* Exercise:
Exclude any images and output the remaining records exactly.
====
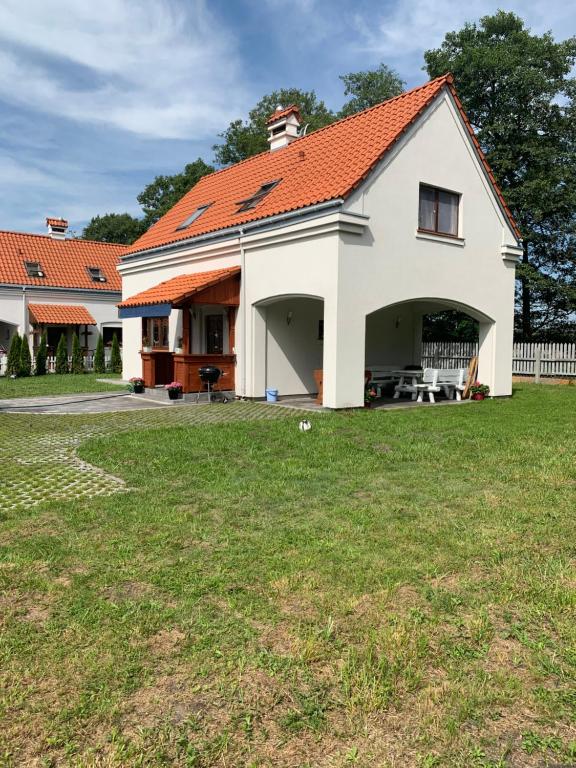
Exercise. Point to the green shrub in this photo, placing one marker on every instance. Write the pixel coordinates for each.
(77, 364)
(115, 356)
(41, 355)
(25, 357)
(99, 360)
(62, 355)
(13, 362)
====
* Result for this exercise:
Exercise. Point to the green shrub in this photo, placing one marker on every instance. Write the pixel coordinates for each.
(77, 364)
(115, 356)
(41, 355)
(25, 357)
(99, 360)
(62, 355)
(13, 362)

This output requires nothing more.